Stored data entries:
########################################

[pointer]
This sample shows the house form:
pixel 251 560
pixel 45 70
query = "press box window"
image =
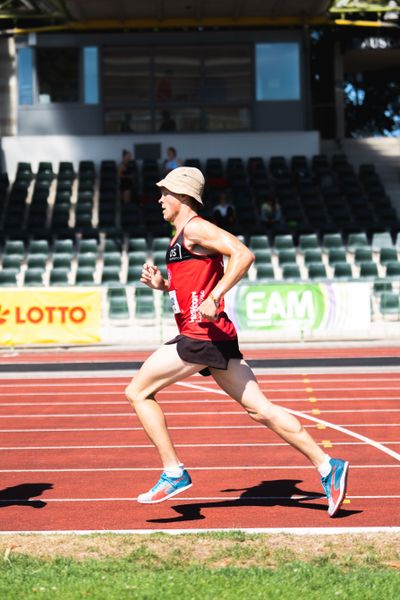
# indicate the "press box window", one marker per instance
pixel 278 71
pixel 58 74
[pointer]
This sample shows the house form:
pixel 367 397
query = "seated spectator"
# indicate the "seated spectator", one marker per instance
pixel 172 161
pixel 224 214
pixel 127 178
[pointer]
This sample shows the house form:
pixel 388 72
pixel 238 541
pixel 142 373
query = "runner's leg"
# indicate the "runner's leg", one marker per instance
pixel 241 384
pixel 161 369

########################################

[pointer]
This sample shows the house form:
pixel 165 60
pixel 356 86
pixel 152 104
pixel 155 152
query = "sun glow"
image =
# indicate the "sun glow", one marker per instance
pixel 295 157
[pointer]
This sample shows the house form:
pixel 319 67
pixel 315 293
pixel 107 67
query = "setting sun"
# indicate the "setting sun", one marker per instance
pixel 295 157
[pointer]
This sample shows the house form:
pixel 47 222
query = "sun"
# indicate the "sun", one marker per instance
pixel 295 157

########################################

• What this task involves:
Locate each line above that contains the word "setting" and copy every one of those lines.

• Solution:
query = "setting sun"
# indicate the "setting sun", one marker per instance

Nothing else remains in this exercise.